Extract every row below that contains the string "asphalt". The match is case-sensitive.

**** Recorded data

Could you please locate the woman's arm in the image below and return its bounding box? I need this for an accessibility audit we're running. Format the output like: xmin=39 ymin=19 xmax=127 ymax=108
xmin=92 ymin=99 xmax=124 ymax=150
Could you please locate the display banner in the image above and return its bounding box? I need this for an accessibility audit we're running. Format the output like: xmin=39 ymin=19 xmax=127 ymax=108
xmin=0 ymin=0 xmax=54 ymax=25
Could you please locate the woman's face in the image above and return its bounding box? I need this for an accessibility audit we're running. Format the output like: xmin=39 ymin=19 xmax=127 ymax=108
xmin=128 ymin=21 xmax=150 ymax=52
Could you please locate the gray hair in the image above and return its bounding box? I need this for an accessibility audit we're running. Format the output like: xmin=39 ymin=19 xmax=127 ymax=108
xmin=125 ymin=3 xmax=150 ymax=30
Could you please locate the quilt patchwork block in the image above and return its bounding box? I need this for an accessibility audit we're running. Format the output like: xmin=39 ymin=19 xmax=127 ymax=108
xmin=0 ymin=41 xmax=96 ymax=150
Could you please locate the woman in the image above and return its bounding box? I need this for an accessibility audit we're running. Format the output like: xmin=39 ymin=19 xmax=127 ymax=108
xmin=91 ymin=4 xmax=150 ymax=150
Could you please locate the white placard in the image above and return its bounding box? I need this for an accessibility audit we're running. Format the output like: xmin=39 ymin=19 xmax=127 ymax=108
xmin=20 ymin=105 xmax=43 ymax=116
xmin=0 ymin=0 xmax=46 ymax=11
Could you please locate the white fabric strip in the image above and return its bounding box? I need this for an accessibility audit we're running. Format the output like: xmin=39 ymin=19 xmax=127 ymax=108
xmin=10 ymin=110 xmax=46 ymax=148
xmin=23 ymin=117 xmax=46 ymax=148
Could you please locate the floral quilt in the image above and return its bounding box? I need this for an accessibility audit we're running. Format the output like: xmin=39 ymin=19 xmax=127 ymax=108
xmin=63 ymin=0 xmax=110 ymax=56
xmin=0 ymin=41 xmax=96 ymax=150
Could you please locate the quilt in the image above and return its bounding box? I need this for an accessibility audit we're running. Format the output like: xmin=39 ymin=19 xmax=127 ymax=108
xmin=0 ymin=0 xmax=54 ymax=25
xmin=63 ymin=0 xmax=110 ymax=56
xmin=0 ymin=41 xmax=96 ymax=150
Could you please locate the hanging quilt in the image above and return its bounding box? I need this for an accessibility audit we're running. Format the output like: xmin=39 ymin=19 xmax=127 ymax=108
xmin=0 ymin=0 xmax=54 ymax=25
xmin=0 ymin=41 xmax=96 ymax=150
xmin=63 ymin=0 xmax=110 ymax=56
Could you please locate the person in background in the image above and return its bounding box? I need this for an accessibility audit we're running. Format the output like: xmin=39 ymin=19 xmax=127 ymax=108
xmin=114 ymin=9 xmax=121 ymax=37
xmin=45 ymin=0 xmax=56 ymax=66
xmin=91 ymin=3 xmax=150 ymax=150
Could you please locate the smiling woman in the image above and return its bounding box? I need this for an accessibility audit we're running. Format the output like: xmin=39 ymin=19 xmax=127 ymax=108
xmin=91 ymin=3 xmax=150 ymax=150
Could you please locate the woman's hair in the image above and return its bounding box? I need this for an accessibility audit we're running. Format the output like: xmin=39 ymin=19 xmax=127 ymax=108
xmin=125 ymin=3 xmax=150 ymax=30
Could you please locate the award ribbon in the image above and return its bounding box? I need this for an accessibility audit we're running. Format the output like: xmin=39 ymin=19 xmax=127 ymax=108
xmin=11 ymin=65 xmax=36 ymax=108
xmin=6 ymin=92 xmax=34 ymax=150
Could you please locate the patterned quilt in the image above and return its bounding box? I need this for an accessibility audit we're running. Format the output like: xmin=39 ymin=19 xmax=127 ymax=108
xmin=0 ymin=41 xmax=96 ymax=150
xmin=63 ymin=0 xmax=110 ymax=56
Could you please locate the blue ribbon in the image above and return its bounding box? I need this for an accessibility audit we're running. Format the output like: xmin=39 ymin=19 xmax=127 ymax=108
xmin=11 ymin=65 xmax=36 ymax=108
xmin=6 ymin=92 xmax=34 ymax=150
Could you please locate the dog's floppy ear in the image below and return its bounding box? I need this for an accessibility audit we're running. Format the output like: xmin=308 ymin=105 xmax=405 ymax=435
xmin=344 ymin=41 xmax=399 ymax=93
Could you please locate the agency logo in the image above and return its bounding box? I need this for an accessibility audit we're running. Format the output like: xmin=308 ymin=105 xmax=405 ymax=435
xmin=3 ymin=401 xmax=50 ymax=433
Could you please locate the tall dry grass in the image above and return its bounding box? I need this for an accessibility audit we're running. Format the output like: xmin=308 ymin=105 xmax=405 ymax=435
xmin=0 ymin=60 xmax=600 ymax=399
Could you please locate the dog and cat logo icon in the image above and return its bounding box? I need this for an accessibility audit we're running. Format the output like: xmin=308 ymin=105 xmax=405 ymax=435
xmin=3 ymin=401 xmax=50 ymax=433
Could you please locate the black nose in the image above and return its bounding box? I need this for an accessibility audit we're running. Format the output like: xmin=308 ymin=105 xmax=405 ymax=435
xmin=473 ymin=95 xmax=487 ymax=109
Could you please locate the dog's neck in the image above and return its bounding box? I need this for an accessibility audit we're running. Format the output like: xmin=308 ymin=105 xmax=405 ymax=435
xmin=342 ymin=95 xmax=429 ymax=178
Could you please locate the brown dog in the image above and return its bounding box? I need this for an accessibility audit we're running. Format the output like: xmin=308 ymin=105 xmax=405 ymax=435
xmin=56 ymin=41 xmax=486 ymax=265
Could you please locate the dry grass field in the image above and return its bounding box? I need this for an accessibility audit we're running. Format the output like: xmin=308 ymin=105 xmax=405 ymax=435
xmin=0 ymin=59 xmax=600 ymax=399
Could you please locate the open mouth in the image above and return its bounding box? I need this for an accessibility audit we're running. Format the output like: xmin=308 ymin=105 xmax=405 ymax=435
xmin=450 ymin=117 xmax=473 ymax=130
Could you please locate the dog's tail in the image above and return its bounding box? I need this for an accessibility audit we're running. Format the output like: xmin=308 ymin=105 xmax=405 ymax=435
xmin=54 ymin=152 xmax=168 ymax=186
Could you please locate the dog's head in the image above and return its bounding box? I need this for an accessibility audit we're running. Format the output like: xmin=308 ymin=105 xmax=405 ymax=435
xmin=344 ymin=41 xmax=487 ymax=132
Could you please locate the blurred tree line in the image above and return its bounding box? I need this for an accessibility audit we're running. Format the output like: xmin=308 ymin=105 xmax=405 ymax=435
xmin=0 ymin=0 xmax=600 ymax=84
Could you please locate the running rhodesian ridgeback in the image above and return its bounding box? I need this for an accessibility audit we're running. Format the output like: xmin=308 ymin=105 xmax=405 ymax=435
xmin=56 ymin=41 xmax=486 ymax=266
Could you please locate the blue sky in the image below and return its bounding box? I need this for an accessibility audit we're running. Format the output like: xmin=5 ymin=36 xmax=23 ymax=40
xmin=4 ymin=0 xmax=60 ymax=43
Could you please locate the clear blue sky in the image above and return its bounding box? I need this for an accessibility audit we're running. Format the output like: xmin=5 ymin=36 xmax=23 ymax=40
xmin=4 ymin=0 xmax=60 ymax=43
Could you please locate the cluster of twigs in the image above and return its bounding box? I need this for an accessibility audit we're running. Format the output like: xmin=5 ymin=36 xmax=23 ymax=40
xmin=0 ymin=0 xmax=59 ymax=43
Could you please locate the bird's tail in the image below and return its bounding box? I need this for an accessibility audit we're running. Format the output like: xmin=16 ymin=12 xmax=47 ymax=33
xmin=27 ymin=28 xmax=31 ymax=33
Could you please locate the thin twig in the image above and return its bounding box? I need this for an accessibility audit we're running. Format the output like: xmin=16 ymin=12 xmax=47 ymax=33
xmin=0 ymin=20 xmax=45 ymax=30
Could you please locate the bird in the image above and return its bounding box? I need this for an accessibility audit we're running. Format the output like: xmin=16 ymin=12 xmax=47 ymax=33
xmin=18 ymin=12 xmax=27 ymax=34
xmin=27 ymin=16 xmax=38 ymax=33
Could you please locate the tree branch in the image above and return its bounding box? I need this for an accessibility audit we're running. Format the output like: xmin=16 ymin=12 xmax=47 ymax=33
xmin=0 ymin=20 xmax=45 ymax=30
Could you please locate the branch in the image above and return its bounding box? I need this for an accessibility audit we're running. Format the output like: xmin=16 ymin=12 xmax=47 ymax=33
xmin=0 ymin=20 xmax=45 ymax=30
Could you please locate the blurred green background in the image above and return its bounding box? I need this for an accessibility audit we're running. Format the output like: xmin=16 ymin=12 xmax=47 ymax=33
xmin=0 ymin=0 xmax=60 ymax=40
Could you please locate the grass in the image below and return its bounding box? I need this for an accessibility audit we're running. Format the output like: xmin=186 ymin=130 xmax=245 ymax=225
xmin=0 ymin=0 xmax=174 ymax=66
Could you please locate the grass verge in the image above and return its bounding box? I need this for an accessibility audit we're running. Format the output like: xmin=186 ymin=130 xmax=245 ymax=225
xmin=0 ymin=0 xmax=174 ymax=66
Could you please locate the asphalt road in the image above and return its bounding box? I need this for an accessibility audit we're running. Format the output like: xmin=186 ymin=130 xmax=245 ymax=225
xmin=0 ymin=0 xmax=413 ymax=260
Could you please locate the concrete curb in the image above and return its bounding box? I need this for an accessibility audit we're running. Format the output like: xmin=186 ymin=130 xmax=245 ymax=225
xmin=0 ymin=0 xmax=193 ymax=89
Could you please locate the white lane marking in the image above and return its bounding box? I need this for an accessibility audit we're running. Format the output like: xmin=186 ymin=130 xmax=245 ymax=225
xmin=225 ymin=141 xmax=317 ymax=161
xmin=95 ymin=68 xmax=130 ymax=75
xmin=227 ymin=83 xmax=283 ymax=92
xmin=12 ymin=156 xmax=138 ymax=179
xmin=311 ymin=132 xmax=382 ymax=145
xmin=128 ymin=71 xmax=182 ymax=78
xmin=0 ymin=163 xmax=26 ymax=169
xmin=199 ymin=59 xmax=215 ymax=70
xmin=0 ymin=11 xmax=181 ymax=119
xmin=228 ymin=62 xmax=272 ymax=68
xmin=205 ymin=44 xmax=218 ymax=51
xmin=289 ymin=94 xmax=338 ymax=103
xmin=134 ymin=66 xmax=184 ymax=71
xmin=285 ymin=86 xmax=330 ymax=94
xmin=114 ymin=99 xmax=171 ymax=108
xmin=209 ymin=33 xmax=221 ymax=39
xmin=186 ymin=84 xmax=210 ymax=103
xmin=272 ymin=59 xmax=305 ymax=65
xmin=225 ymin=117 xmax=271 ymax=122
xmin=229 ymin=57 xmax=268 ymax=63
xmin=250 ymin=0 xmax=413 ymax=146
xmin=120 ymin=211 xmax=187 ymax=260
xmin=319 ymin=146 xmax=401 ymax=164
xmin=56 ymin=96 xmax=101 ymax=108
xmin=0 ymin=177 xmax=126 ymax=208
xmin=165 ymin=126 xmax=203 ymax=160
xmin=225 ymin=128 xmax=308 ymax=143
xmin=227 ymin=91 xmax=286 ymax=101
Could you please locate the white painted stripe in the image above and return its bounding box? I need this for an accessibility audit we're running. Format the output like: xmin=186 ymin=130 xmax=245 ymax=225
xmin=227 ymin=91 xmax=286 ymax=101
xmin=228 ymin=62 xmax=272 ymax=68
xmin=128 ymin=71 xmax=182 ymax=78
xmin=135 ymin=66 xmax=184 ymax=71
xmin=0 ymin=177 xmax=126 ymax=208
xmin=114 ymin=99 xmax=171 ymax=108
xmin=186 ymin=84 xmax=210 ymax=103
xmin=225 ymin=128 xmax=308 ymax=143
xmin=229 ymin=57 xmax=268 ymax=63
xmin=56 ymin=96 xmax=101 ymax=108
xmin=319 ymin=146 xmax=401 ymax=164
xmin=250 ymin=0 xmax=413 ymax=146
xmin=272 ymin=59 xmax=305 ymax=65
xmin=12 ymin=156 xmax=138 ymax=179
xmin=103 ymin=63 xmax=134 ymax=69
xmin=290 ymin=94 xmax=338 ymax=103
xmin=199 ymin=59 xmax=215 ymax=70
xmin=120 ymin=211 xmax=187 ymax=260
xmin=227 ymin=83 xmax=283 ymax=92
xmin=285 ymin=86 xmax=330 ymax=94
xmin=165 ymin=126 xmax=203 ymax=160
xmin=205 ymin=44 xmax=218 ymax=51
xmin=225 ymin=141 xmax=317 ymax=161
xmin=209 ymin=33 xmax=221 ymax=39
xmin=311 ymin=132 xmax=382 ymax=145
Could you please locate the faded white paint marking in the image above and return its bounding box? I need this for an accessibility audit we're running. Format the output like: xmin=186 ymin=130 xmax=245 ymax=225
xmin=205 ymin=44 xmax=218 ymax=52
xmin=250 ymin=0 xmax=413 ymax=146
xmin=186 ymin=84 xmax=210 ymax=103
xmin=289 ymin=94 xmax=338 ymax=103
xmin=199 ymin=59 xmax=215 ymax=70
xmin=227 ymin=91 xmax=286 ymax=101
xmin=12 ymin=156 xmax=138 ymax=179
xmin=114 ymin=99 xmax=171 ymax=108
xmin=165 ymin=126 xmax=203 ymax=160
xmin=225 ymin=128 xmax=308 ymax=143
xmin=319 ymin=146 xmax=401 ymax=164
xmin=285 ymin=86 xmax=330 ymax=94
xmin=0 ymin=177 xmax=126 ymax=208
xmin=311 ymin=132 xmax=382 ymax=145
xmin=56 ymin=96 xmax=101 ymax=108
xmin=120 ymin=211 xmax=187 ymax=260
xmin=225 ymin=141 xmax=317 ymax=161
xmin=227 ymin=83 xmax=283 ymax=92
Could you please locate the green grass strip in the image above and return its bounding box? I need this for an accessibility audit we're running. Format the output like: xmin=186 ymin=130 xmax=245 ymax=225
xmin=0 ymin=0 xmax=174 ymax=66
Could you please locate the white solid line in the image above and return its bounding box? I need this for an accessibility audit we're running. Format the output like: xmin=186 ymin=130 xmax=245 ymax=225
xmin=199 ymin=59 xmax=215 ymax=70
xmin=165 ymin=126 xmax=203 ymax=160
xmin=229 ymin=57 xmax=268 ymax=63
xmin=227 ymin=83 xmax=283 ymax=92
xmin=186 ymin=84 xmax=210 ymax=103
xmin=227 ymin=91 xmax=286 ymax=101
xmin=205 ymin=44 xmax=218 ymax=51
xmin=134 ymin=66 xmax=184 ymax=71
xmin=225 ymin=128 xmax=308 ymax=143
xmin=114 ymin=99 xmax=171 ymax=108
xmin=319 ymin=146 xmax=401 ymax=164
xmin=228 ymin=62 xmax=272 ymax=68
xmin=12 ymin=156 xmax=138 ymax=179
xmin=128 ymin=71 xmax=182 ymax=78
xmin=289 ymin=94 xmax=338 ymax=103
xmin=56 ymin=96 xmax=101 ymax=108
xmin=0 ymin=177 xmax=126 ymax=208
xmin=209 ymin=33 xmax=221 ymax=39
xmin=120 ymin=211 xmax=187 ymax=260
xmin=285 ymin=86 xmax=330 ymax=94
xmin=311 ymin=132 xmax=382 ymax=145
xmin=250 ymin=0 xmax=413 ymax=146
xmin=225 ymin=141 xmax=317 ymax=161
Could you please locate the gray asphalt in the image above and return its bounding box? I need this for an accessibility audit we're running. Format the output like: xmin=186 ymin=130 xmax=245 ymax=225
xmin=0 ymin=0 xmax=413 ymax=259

********

(Written response)
Could you please locate the asphalt road in the image above and return its bounding box? I need this for an accessibility audit we're running. Format the output like: xmin=186 ymin=130 xmax=245 ymax=225
Could you please locate the gray asphalt in the image above and return its bounding box? I need this for an accessibility audit we're running. Format the output like: xmin=186 ymin=130 xmax=245 ymax=225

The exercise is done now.